* **TASK**
Please repeat all the entries. Nothing may differ.

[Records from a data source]
┄┄┄┄┄┄┄┄┄┄
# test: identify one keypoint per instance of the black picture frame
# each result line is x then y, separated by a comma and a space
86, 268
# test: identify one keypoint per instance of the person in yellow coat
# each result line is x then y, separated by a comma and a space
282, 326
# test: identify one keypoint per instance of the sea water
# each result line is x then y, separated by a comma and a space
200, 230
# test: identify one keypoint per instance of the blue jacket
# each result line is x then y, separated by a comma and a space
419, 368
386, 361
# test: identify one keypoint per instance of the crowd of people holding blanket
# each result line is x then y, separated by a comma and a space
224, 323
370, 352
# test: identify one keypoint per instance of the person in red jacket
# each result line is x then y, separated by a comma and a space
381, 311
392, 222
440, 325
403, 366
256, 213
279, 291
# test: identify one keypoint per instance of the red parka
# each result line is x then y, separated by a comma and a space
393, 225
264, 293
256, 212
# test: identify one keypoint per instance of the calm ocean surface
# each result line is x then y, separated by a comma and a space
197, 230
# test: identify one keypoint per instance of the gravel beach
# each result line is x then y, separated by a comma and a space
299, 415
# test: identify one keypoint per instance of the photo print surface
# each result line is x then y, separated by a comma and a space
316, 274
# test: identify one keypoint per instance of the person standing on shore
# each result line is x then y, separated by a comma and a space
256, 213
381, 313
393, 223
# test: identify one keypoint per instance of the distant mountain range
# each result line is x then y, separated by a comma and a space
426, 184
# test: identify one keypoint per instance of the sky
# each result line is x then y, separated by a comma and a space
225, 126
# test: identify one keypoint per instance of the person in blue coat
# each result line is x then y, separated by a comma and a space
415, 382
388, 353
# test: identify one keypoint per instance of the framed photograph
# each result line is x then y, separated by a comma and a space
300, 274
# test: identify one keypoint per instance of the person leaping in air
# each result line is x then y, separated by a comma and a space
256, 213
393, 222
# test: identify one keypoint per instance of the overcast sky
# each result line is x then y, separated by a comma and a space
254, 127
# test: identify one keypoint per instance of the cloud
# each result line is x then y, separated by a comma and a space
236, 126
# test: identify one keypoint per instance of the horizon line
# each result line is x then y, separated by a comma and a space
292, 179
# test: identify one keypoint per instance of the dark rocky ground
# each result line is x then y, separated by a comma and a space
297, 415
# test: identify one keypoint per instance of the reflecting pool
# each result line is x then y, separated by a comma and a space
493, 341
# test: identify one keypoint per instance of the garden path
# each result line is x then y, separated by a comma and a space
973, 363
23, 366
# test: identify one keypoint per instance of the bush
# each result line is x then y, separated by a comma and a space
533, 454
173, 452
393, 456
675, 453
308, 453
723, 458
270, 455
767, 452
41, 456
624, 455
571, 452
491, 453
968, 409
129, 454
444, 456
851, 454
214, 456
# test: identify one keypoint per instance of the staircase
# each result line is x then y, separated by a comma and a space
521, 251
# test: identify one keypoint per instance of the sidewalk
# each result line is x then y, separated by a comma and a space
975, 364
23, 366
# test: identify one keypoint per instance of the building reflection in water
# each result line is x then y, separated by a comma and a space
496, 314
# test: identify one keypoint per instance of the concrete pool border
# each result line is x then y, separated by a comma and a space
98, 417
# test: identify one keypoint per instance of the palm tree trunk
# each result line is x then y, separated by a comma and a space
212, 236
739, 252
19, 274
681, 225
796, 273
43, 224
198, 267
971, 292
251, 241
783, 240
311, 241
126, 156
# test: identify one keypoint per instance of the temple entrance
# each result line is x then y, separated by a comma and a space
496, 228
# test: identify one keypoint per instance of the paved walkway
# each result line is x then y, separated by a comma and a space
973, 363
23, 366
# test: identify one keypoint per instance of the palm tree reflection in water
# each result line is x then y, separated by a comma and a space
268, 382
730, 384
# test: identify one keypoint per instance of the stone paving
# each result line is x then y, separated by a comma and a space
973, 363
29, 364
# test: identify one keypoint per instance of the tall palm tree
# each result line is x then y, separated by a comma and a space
┄┄┄┄┄┄┄┄┄┄
* **OUTPUT FOR THIS TASK**
# test: identify one keypoint per instance of the black picture frame
# each result line is x then y, separated by a comma and a space
86, 268
# test: identify one keypoint per instance of the person in yellow coat
# each result line is x then y, separated by a comma and a space
282, 326
# test: identify one keypoint per instance of the sea water
# each result line is x then y, separated by a comma and a space
200, 230
# test: identify one keypoint per instance of the blue jacket
# each result line is x then y, separated by a comma and a space
419, 368
386, 361
# test: identify one keypoint per instance of the crowd of people holding blanket
# each result line is x then y, separated by a comma and a space
224, 323
370, 352
# test: identify one keypoint per instance of the person in red jacket
# each result line is x then y, separated by a comma and a space
381, 311
392, 222
440, 325
403, 366
256, 213
279, 291
# test: identify one keypoint per instance of the red parka
# each result line is x then y, separated by a comma and a space
393, 225
264, 293
256, 212
# test: identify one keypoint per instance of the calm ocean surface
# each result line is x then y, separated by a comma and a space
197, 230
# test: identify one keypoint per instance of the gravel beach
# each result line is x then y, separated by a comma and a space
299, 415
# test: identify one keypoint per instance of the photo print surface
# each result line is x then y, separated by a comma and a space
316, 274
# test: identify one keypoint per instance of the person standing on shore
# each result line is x then y, separated by a comma and a space
256, 213
381, 313
393, 223
# test: identify one keypoint per instance of the distant mountain range
# each result line is x then y, separated by a comma and a space
426, 184
# test: identify one keypoint per instance of the sky
# each result line is x then y, separated by a comma and a space
225, 126
# test: identify one keypoint per instance of the person in blue coat
# each result line is x then y, separated by a comma and a space
415, 382
388, 353
# test: identify one keypoint per instance of the framed photograph
# each result line is x then y, separated by a comma and a space
300, 274
# test: identify one keypoint per instance of the person leaping in air
# each result line is x then y, separated by a comma and a space
256, 213
393, 222
# test: identify one keypoint per instance of the overcast sky
# each result line is x then y, separated by a comma and a space
254, 127
# test: identify one keypoint per instance of the cloud
# each result line is x then y, separated by a comma and a space
236, 126
# test: identify one keypoint per instance of the horizon line
# each result line is x then y, separated by a comma and a space
292, 179
# test: identify one keypoint per instance of the dark rocky ground
# each result line is x then y, separated by a comma and a space
297, 415
# test: identify one keypoint per instance of the reflecting pool
# each result line is x then y, separated by a comma and a space
493, 341
# test: identify one keypoint per instance of the garden path
# each result line is x then y, separated by a comma and a space
973, 363
23, 366
# test: identify one keypoint per instance of the bush
# each result line is x then y, separated by a comma and a space
533, 454
173, 452
393, 456
675, 453
308, 453
723, 458
270, 455
767, 452
41, 456
624, 455
571, 452
491, 453
968, 409
129, 454
444, 456
851, 454
214, 456
# test: identify one keypoint per instance of the staircase
# each result line is x then y, separated by a comma and a space
521, 251
# test: identify one keypoint per instance of the sidewalk
# each result line is x then y, separated by a comma and a space
975, 364
23, 366
# test: identify one keypoint per instance of the building reflection in water
# each result line is x then y, separated by a comma and a space
496, 314
# test: identify one keypoint per instance of the concrete pool border
# each result line is x then y, separated by a comma and a space
98, 417
# test: identify one keypoint per instance of the palm tree trunk
# each result line is x then y, separated by a comma and a space
212, 236
739, 252
19, 274
681, 225
796, 273
43, 224
198, 267
971, 292
251, 241
783, 240
311, 241
126, 156
# test: identify one keypoint per instance of the temple entrance
# each result line is x then y, separated by a comma and a space
496, 228
# test: identify one keypoint per instance of the paved walkway
# each result line is x then y, separated by a comma and a space
973, 363
23, 366
# test: identify one keypoint per instance of the palm tree reflection in water
# each result line is x then y, separated by a comma and a space
268, 382
730, 384
# test: identify one keypoint per instance of the stone paving
# each result line is x then y, separated by a comma and a space
973, 363
29, 364
# test: identify one keypoint per instance of the tall palm tree
# each result line is x then y, separated by a comma and a space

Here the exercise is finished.